(Contour labeling records)
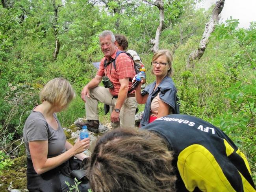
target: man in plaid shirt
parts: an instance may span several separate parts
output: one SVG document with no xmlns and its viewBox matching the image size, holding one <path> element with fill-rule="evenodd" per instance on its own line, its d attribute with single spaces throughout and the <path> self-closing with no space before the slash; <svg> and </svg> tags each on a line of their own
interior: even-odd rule
<svg viewBox="0 0 256 192">
<path fill-rule="evenodd" d="M 86 126 L 89 131 L 97 133 L 99 101 L 111 106 L 110 120 L 112 127 L 134 127 L 137 104 L 134 93 L 128 93 L 131 89 L 132 79 L 136 74 L 133 61 L 126 54 L 121 53 L 115 60 L 115 69 L 113 61 L 119 50 L 114 34 L 110 31 L 104 31 L 99 38 L 105 56 L 101 60 L 97 74 L 83 87 L 81 92 L 81 98 L 85 102 L 87 121 L 77 122 L 76 124 L 80 128 Z M 104 76 L 113 83 L 113 89 L 98 86 Z"/>
</svg>

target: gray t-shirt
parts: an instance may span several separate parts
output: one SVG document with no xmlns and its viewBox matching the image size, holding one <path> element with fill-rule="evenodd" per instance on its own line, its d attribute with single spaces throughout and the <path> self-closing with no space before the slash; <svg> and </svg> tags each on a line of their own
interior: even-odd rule
<svg viewBox="0 0 256 192">
<path fill-rule="evenodd" d="M 48 140 L 47 158 L 58 156 L 66 151 L 65 147 L 67 138 L 56 114 L 54 118 L 58 123 L 58 129 L 54 129 L 48 124 L 43 114 L 32 111 L 27 119 L 23 129 L 23 138 L 27 157 L 31 159 L 28 142 L 37 140 Z"/>
</svg>

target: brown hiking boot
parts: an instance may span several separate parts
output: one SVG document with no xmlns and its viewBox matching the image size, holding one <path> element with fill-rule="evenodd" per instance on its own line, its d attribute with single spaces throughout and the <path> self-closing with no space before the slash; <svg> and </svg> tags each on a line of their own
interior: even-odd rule
<svg viewBox="0 0 256 192">
<path fill-rule="evenodd" d="M 87 120 L 86 122 L 76 122 L 76 125 L 80 129 L 83 128 L 83 126 L 87 126 L 87 129 L 93 133 L 98 133 L 99 129 L 98 120 Z"/>
</svg>

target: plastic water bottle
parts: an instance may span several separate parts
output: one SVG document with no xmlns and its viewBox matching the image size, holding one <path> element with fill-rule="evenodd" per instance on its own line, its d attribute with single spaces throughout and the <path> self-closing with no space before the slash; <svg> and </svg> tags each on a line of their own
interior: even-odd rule
<svg viewBox="0 0 256 192">
<path fill-rule="evenodd" d="M 80 131 L 80 140 L 82 140 L 84 138 L 87 138 L 89 137 L 89 132 L 87 130 L 87 126 L 83 126 L 83 128 Z M 87 153 L 88 150 L 83 151 L 84 153 Z"/>
<path fill-rule="evenodd" d="M 84 138 L 89 137 L 89 132 L 87 130 L 87 126 L 83 126 L 82 129 L 80 131 L 80 140 L 82 140 Z"/>
<path fill-rule="evenodd" d="M 132 89 L 135 89 L 141 81 L 141 78 L 139 75 L 139 74 L 135 78 L 135 81 L 132 83 Z"/>
<path fill-rule="evenodd" d="M 145 84 L 146 83 L 146 73 L 145 72 L 146 69 L 145 69 L 143 66 L 143 67 L 139 69 L 139 70 L 141 72 L 138 74 L 138 75 L 141 78 L 141 80 L 143 81 L 143 84 L 141 85 L 141 89 L 142 89 L 145 87 L 145 85 L 146 85 Z"/>
</svg>

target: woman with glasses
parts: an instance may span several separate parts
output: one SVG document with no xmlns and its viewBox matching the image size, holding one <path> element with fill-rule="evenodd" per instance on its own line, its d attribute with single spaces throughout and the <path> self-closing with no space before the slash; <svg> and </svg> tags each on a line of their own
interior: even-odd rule
<svg viewBox="0 0 256 192">
<path fill-rule="evenodd" d="M 140 127 L 165 115 L 180 113 L 177 89 L 171 78 L 172 62 L 170 51 L 158 50 L 153 56 L 151 63 L 151 72 L 156 76 L 156 81 L 141 92 L 142 81 L 135 90 L 138 103 L 146 103 Z"/>
</svg>

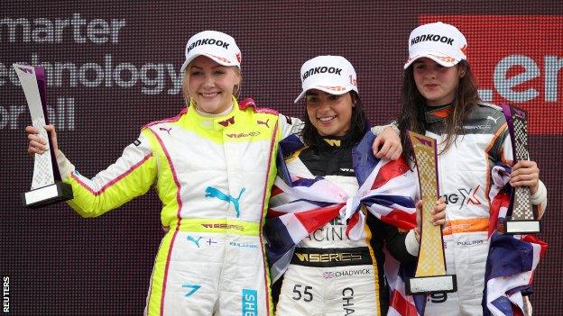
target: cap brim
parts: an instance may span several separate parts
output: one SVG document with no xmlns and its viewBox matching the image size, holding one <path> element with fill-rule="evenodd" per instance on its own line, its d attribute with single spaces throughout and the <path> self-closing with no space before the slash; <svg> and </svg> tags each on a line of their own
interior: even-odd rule
<svg viewBox="0 0 563 316">
<path fill-rule="evenodd" d="M 456 66 L 457 65 L 458 62 L 461 61 L 461 59 L 448 56 L 446 54 L 434 51 L 434 50 L 427 50 L 427 51 L 421 51 L 412 57 L 410 57 L 407 62 L 405 63 L 403 68 L 404 69 L 408 68 L 409 66 L 411 66 L 411 64 L 415 62 L 417 59 L 424 58 L 424 57 L 429 58 L 444 67 Z"/>
<path fill-rule="evenodd" d="M 307 91 L 309 90 L 312 90 L 312 89 L 316 89 L 316 90 L 320 90 L 323 92 L 326 92 L 328 94 L 330 95 L 344 95 L 346 92 L 349 91 L 355 91 L 357 93 L 357 88 L 354 88 L 352 86 L 311 86 L 307 87 L 306 89 L 303 89 L 303 91 L 301 91 L 301 93 L 299 95 L 299 96 L 297 97 L 297 99 L 295 99 L 295 101 L 293 101 L 294 104 L 298 103 L 300 99 L 302 99 L 305 95 L 307 94 Z"/>
<path fill-rule="evenodd" d="M 184 61 L 184 63 L 182 64 L 182 67 L 181 67 L 181 68 L 180 68 L 180 71 L 183 73 L 183 72 L 186 70 L 186 68 L 188 67 L 188 65 L 189 65 L 189 63 L 190 63 L 193 59 L 195 59 L 196 58 L 198 58 L 198 56 L 205 56 L 205 57 L 207 57 L 207 58 L 208 58 L 208 59 L 212 59 L 213 61 L 215 61 L 215 62 L 217 62 L 217 64 L 222 65 L 222 66 L 227 66 L 227 67 L 229 67 L 229 66 L 235 66 L 235 67 L 240 68 L 240 65 L 235 64 L 235 63 L 233 63 L 233 62 L 230 62 L 230 61 L 226 60 L 226 59 L 224 59 L 224 58 L 217 57 L 217 56 L 215 56 L 215 55 L 213 55 L 213 54 L 209 54 L 209 53 L 205 53 L 205 52 L 197 52 L 197 53 L 194 53 L 193 55 L 190 55 L 190 56 L 189 56 L 189 58 L 188 59 L 186 59 L 186 61 Z"/>
</svg>

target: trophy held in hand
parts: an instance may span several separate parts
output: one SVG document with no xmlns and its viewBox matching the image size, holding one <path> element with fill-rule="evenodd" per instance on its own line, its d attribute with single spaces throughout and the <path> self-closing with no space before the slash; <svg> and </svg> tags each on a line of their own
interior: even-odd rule
<svg viewBox="0 0 563 316">
<path fill-rule="evenodd" d="M 528 115 L 523 109 L 503 104 L 508 131 L 512 142 L 513 161 L 530 160 L 528 152 Z M 512 187 L 510 205 L 506 212 L 503 228 L 505 234 L 530 234 L 540 232 L 540 221 L 535 219 L 534 210 L 530 200 L 530 188 Z"/>
<path fill-rule="evenodd" d="M 22 194 L 22 201 L 26 207 L 35 208 L 72 199 L 72 187 L 64 184 L 57 166 L 51 136 L 45 131 L 49 124 L 45 98 L 45 72 L 42 67 L 14 64 L 25 94 L 27 105 L 34 128 L 39 134 L 48 140 L 47 152 L 35 154 L 32 190 Z"/>
<path fill-rule="evenodd" d="M 436 140 L 409 131 L 419 173 L 422 199 L 420 248 L 415 276 L 408 278 L 410 295 L 457 291 L 455 275 L 446 274 L 442 229 L 431 223 L 432 209 L 439 196 Z"/>
</svg>

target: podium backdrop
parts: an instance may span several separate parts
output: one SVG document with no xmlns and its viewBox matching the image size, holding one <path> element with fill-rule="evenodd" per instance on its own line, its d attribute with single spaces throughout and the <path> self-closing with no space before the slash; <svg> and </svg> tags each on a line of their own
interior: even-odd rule
<svg viewBox="0 0 563 316">
<path fill-rule="evenodd" d="M 32 173 L 23 131 L 31 120 L 13 63 L 45 68 L 60 147 L 93 176 L 143 124 L 184 106 L 179 72 L 195 32 L 234 36 L 242 97 L 288 115 L 304 113 L 292 103 L 301 64 L 343 55 L 372 123 L 383 123 L 398 111 L 409 33 L 434 21 L 467 37 L 485 100 L 529 111 L 530 151 L 549 190 L 540 237 L 549 244 L 531 301 L 535 315 L 560 313 L 563 2 L 7 0 L 0 3 L 0 274 L 11 314 L 142 314 L 163 235 L 153 192 L 97 219 L 64 203 L 22 207 Z"/>
</svg>

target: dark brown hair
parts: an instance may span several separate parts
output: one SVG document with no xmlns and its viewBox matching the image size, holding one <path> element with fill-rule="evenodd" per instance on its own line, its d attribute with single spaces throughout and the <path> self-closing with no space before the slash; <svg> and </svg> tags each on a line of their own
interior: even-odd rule
<svg viewBox="0 0 563 316">
<path fill-rule="evenodd" d="M 413 65 L 409 66 L 404 71 L 401 113 L 397 119 L 403 150 L 402 154 L 407 159 L 411 160 L 414 159 L 414 157 L 407 131 L 412 131 L 420 134 L 424 134 L 426 131 L 424 127 L 424 105 L 426 101 L 417 89 L 414 82 Z M 443 132 L 448 136 L 446 137 L 446 146 L 442 152 L 450 148 L 457 135 L 464 133 L 463 129 L 459 127 L 467 119 L 471 109 L 480 101 L 477 95 L 476 80 L 471 71 L 469 63 L 466 60 L 461 60 L 454 67 L 457 67 L 458 71 L 464 71 L 465 75 L 459 78 L 457 91 L 452 104 L 453 112 L 446 118 Z"/>
</svg>

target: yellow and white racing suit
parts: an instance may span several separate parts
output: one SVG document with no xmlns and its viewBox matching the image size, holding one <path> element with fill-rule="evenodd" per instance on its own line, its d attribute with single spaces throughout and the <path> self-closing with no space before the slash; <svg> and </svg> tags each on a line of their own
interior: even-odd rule
<svg viewBox="0 0 563 316">
<path fill-rule="evenodd" d="M 296 119 L 294 119 L 296 120 Z M 293 123 L 252 100 L 221 116 L 190 104 L 146 125 L 92 179 L 61 155 L 69 204 L 94 217 L 156 188 L 168 230 L 156 256 L 145 314 L 272 315 L 262 227 L 278 141 Z"/>
</svg>

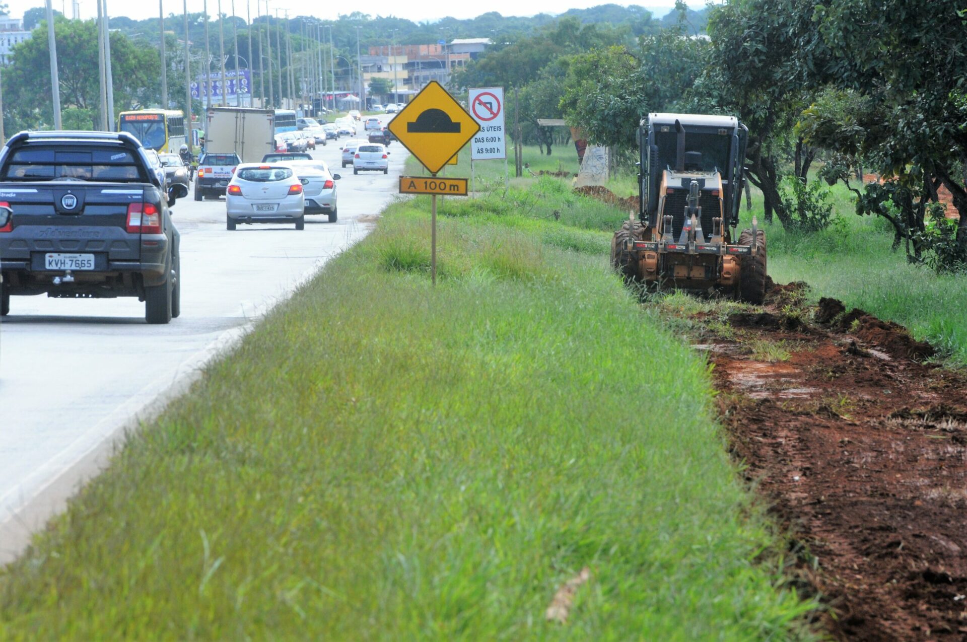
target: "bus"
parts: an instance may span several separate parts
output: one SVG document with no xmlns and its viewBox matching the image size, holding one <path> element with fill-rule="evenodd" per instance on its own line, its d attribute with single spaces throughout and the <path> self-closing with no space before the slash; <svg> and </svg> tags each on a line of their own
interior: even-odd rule
<svg viewBox="0 0 967 642">
<path fill-rule="evenodd" d="M 148 149 L 160 154 L 177 154 L 188 142 L 185 136 L 185 114 L 171 109 L 122 111 L 118 131 L 133 134 Z"/>
<path fill-rule="evenodd" d="M 276 109 L 276 133 L 296 131 L 296 112 L 292 109 Z"/>
</svg>

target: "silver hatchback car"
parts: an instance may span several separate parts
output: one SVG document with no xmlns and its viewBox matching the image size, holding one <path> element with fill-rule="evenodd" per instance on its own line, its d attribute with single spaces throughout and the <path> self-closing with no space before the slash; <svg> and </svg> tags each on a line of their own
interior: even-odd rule
<svg viewBox="0 0 967 642">
<path fill-rule="evenodd" d="M 336 182 L 341 176 L 329 171 L 322 160 L 290 160 L 286 163 L 296 172 L 306 195 L 306 214 L 328 214 L 329 222 L 338 218 Z"/>
<path fill-rule="evenodd" d="M 235 169 L 225 190 L 226 227 L 238 223 L 294 222 L 306 228 L 303 184 L 288 165 L 246 162 Z"/>
</svg>

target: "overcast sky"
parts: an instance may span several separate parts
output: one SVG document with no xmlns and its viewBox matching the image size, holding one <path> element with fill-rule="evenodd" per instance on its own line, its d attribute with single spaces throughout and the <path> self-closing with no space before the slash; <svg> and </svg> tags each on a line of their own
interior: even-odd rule
<svg viewBox="0 0 967 642">
<path fill-rule="evenodd" d="M 53 0 L 53 8 L 63 11 L 68 17 L 73 17 L 72 0 Z M 182 14 L 182 0 L 162 0 L 164 15 Z M 255 15 L 255 0 L 251 3 L 252 15 Z M 361 11 L 370 15 L 396 15 L 405 17 L 415 22 L 424 20 L 436 20 L 441 17 L 451 15 L 456 18 L 475 17 L 487 12 L 497 12 L 502 15 L 535 15 L 537 14 L 563 14 L 569 9 L 587 9 L 597 5 L 605 4 L 602 0 L 529 0 L 521 3 L 519 0 L 487 0 L 486 2 L 405 2 L 396 0 L 370 0 L 360 3 L 328 3 L 309 0 L 271 0 L 269 8 L 272 13 L 278 8 L 279 10 L 288 9 L 289 15 L 316 15 L 322 18 L 335 18 L 339 14 L 349 14 L 353 11 Z M 661 0 L 651 1 L 642 0 L 633 3 L 619 2 L 622 6 L 629 4 L 641 5 L 652 11 L 653 14 L 660 17 L 667 14 L 674 7 L 674 0 L 663 2 Z M 21 17 L 23 12 L 31 7 L 43 6 L 37 0 L 9 0 L 10 14 L 14 17 Z M 335 5 L 335 7 L 334 7 Z M 701 9 L 705 6 L 705 1 L 689 2 L 692 9 Z M 208 0 L 208 11 L 212 15 L 218 12 L 218 0 Z M 232 0 L 221 0 L 221 11 L 226 15 L 231 15 Z M 263 4 L 264 7 L 264 4 Z M 98 5 L 94 0 L 81 0 L 80 17 L 89 18 L 97 15 Z M 111 15 L 127 15 L 134 19 L 143 19 L 158 15 L 158 3 L 144 2 L 125 2 L 124 0 L 107 0 L 107 11 Z M 202 0 L 188 0 L 189 13 L 202 11 Z M 235 14 L 245 17 L 246 0 L 235 0 Z"/>
</svg>

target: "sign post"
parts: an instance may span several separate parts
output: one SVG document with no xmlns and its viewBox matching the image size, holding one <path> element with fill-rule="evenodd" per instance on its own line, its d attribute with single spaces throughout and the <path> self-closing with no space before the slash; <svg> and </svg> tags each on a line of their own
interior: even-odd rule
<svg viewBox="0 0 967 642">
<path fill-rule="evenodd" d="M 504 193 L 507 193 L 507 127 L 504 120 L 504 88 L 473 87 L 470 89 L 470 113 L 481 131 L 474 136 L 470 148 L 470 167 L 474 160 L 504 160 Z"/>
<path fill-rule="evenodd" d="M 480 126 L 439 82 L 430 80 L 387 129 L 430 173 L 429 177 L 400 176 L 399 191 L 431 194 L 430 276 L 436 285 L 436 196 L 467 193 L 466 179 L 437 174 L 480 131 Z"/>
</svg>

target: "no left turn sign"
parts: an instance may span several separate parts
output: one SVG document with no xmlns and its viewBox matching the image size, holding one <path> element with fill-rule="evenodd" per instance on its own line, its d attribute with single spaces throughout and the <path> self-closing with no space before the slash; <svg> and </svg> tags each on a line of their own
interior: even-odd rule
<svg viewBox="0 0 967 642">
<path fill-rule="evenodd" d="M 500 99 L 491 92 L 478 94 L 471 105 L 477 122 L 488 122 L 500 115 Z"/>
</svg>

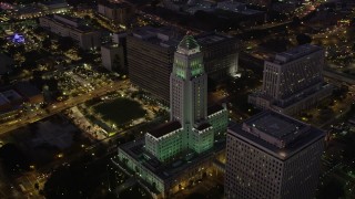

GIVEN PROBLEM »
Pick out each line in the records that contains the string "sign" and copy those lines out.

RESPONSE »
target: "sign post"
target: "no left turn sign"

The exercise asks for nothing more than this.